Geistlicher Impuls zum 4. Adventssonntag

von Monika Tenambergen

Fotos: Monika Tenambergen und Pixabay

Evangelium Lk 1,26-38

In jener Zeit wurde der Engel Gábriel von Gott in eine Stadt in Galiläa namens Nazaret zu einer Jungfrau gesandt.

Sie war mit einem Mann namens Josef verlobt, der aus dem Haus David stammte. Der Name der Jungfrau war Maria.

Der Engel trat bei ihr ein und sagte: Sei gegrüßt, du Begnadete, der Herr ist mit dir.

Sie erschrak über die Anrede und überlegte, was dieser Gruß zu bedeuten habe.

Da sagte der Engel zu ihr: Fürchte dich nicht, Maria; denn du hast bei Gott Gnade gefunden. Siehe, du wirst schwanger werden und einen Sohn wirst du gebären; dem sollst du den Namen Jesus geben.

Er wird groß sein und Sohn des Höchsten genannt werden.
Gott, der Herr, wird ihm den Thron seines Vaters David geben.

Er wird über das Haus Jakob in Ewigkeit herrschen und seine Herrschaft wird kein Ende haben.

Maria sagte zu dem Engel: Wie soll das geschehen, da ich keinen Mann erkenne?

Der Engel antwortete ihr: Heiliger Geist wird über dich kommen und Kraft des Höchsten wird dich überschatten. Deshalb wird auch das Kind heilig und Sohn Gottes genannt werden.

Siehe, auch Elisabet, deine Verwandte, hat noch in ihrem Alter einen Sohn empfangen; obwohl sie als unfruchtbar gilt, ist sie schon im sechsten Monat. Denn für Gott ist nichts unmöglich

Da sagte Maria: Siehe, ich bin die Magd des Herrn; mir geschehe, wie du es gesagt hast.

Danach verließ sie der Engel.

Impuls: Gottes Partnerin

In dieser Skulptur des südtiroler Bildhauers Hermann Josef Runggaldier (*1948) wird das Evangelium des 4. Adventssonntag künstlerisch dargestellt. Sie steht in der Kirche San Fermo Maggiore in Verona. Als ich sie bei einem Besuch der Kirche im Frühjahr dieses Jahres zufällig entdeckte, konnte ich lange meinen Blick nicht von ihr lassen. Sie lud mich ein, mich in diesen intimen Moment der Begegnung zwischen dem Erzengel Gabriel und Maria hineinzudenken und zu fühlen.

Lebensgroß stehen die beiden vor mir. Vorne Maria, hinter ihr der Engel Gabriel in menschlicher Gestalt, ohne Flügel. So ist seine himmlische Herkunft nicht auf den ersten Blick erkennbar. Er ist geerdet. Kein greller Schein, kein lauter Einbruch in die Privatsphäre Marias, sondern ein behutsames Eintreten in ihre Welt, in ihr Leben.

* Aufgaben *
a – In welcher Kirche steht laut dem Text zum 4. Adventssonntag die Skulptur von Hermann Josef Runggaldier?
b – Führe den Text zum 4. Adventssonntag nach seinem letzten Satz weiter.
Die Daten haben mit dem Text nichts zu tun.

* Material *

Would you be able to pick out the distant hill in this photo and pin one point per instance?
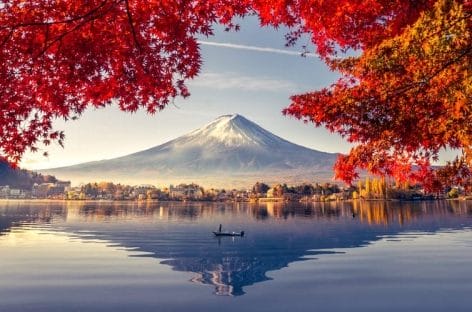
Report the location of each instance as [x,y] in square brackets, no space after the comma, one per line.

* Erwartete Antworten *
a – In der Kirche San Fermo Maggiore in Verona.

b –
Die beiden Figuren sind ganz und gar aufeinander bezogen, wie in einem engen Dialog. Flüsternd und leicht nach vorne gebeugt spricht Gabriel zu der jungen Frau: „Sei gegrüßt, du Begnadete, der Herr ist mit dir.“ (Lk 1,28) Und Maria wendet ihren Kopf leicht zur Seite, um mit aufmerksamem Ohr ihrem Gesprächspartner zuzuhören. Sie erschrickt bei der Anrede und überlegt, was dieser Gruß bedeuten könnte, denn in ihm klingt an, was zuvor nur denjenigen zugesprochen wurde, die Gott für eine große Aufgabe erwählt hatte.[1] Und ihr Blick scheint zu fragen: „Was kommt da auf mich zu?“ Sie lauscht der Botschaft des Engels und spricht aus, was sie denkt: „Wie soll das geschehen?“ Ich finde diese kritische Nachfrage sehr sympathisch, denn wer fragt, geht den Dingen auf den Grund, will verstehen. Kein blinder Gehorsam, sondern gereifter Glaube. Nur ein gereifter Glaube kann in Freiheit Gottes Plänen zustimmen.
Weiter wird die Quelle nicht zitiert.